The problem
Provide a verbatim copy of all the records below, leaving the images out.

═════ Records to use

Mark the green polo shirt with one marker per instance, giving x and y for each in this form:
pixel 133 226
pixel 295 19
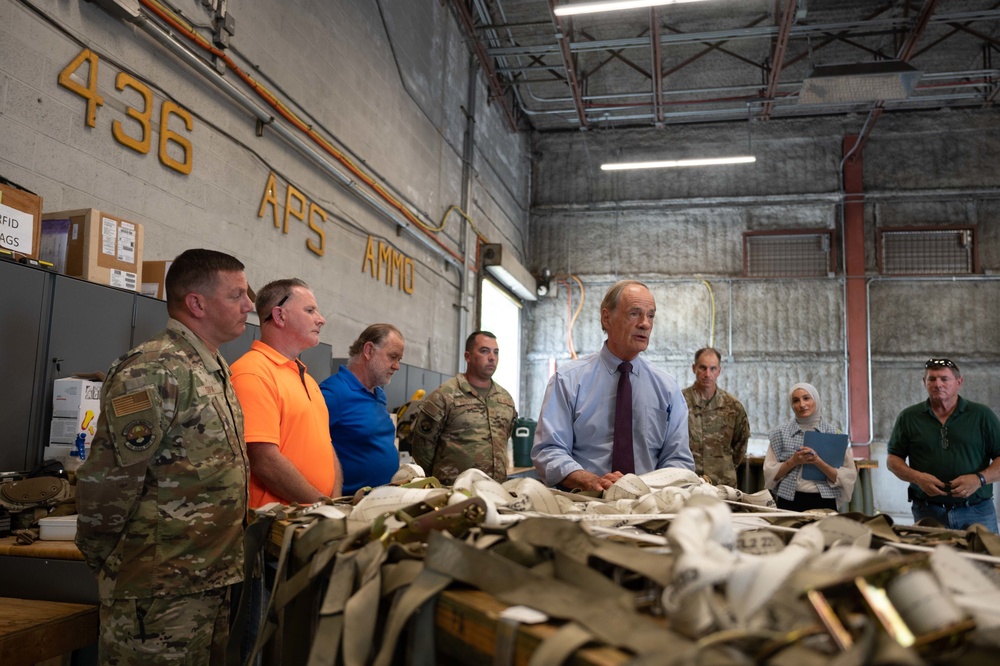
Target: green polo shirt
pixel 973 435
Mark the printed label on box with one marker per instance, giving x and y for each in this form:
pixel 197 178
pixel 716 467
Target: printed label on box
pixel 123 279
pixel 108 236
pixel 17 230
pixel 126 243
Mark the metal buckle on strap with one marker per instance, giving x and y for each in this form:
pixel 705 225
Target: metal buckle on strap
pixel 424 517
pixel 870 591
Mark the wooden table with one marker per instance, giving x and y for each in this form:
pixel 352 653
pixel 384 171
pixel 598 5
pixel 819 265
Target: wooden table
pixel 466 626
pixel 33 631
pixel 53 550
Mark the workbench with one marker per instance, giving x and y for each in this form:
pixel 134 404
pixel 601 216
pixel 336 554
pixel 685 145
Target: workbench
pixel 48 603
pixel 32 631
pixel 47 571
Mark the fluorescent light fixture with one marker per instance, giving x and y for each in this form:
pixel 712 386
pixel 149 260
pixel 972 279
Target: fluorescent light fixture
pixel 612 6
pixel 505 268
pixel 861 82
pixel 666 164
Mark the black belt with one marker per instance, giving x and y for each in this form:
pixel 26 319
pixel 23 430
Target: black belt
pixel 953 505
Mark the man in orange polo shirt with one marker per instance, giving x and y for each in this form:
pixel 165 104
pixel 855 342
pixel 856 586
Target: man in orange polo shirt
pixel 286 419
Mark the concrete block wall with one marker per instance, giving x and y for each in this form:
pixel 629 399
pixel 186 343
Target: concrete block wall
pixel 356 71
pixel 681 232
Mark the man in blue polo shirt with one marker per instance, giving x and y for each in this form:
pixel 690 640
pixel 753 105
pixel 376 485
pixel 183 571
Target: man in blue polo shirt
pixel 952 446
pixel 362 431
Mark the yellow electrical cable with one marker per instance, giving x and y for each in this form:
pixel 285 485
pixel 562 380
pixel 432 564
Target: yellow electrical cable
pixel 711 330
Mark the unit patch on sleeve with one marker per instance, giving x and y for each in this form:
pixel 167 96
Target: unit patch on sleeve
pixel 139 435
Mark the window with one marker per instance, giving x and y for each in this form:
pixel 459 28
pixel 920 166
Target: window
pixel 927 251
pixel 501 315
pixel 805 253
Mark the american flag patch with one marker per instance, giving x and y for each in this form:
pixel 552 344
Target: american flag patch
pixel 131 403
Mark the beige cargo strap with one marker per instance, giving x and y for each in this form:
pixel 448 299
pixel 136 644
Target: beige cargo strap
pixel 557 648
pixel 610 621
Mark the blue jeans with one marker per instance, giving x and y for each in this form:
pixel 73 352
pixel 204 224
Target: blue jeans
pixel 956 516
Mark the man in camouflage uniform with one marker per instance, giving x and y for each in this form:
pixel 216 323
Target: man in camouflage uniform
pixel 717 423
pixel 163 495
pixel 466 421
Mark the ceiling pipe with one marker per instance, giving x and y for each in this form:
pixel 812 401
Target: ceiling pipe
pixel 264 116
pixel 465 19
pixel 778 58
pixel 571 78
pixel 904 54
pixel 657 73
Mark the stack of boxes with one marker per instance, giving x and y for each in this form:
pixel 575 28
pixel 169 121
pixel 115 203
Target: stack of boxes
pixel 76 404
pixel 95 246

══════════

Exercise response
Mark the green polo shirt with one marker per instance, giving x and y for each in this form:
pixel 133 226
pixel 295 19
Target: green polo shirt
pixel 973 435
Mark the printed label on box with one marker per instance, giving x and y for each in this form:
pixel 197 178
pixel 716 467
Target: printed label on box
pixel 123 279
pixel 108 236
pixel 17 230
pixel 126 243
Mark the metal buckle on strap with one marker per instance, giving x and y for each in this form:
pixel 705 225
Target: metal buckle on strap
pixel 424 517
pixel 870 591
Mark the wooden table with one marker per instance, giving x and y for each in this form:
pixel 352 653
pixel 384 171
pixel 598 5
pixel 819 265
Target: wooden table
pixel 466 626
pixel 33 631
pixel 53 550
Mark the workbench with one marker per instance, giving x and y for each in this form:
pixel 134 404
pixel 601 216
pixel 336 554
pixel 685 145
Target: workbench
pixel 48 603
pixel 32 631
pixel 47 571
Mark the fluorescent light fixture with one marker per instance, giving x and y for each in this form:
pixel 712 386
pixel 149 260
pixel 972 279
Target: fluorescent light fixture
pixel 612 6
pixel 505 268
pixel 861 82
pixel 666 164
Mark the black belt with one marker per instance, giving x and y for each in this form:
pixel 26 319
pixel 23 430
Target: black belt
pixel 953 505
Mark the man in orange polo shirt with one marker per instance, giving x and y for each in this form:
pixel 165 104
pixel 855 342
pixel 856 586
Target: man in orange polo shirt
pixel 286 419
Mark the concrete block wall with one marker per instance, giving x and y for each in this form:
pixel 629 399
pixel 186 343
Target: concrete block wall
pixel 356 71
pixel 681 232
Mark the man in blue polo shirt with one marker per instance, giving x and y for each in this form:
pixel 690 640
pixel 753 105
pixel 376 485
pixel 183 571
Target: man in blue polo shirt
pixel 952 446
pixel 362 431
Mark the yellow electrical cable with one marker per instance, giving x and y for each in this form:
pixel 285 485
pixel 562 380
pixel 432 564
Target: yellow electrical cable
pixel 711 330
Mark the unit patch on sleeve with one marker per instance, giving x and y for each in this form:
pixel 167 96
Target: unit patch on sleeve
pixel 139 435
Mark the window with one marker per instance, giving x and y for each in this form:
pixel 459 28
pixel 920 166
Target: window
pixel 927 251
pixel 501 315
pixel 805 253
Mark the american flag patch with one marker per instance, giving x and y for each in this form:
pixel 552 344
Target: american flag patch
pixel 131 403
Mark the beige cargo strap with one marker per instance, giving x and y for each in this form:
pixel 448 299
pixel 136 644
Target: beige cargo strap
pixel 557 648
pixel 610 621
Mark the blue jeans with one marker per instance, giving x and y for each in this form:
pixel 73 352
pixel 204 224
Target: blue jeans
pixel 956 516
Mark the man in camouflage uniform with one marker per instance, giving x and y for each in this form:
pixel 216 323
Target: man in camouflage uniform
pixel 717 423
pixel 163 495
pixel 466 421
Mark the ceiling pipe with one marker per instance, giving x and y for each in this form:
pixel 812 401
Target: ceiling pipe
pixel 264 116
pixel 465 19
pixel 778 58
pixel 571 78
pixel 904 54
pixel 657 73
Mark the stack of boxes with one marker per instance, giving x and y for each in this form:
pixel 575 28
pixel 169 121
pixel 115 203
Target: stack of boxes
pixel 76 404
pixel 95 246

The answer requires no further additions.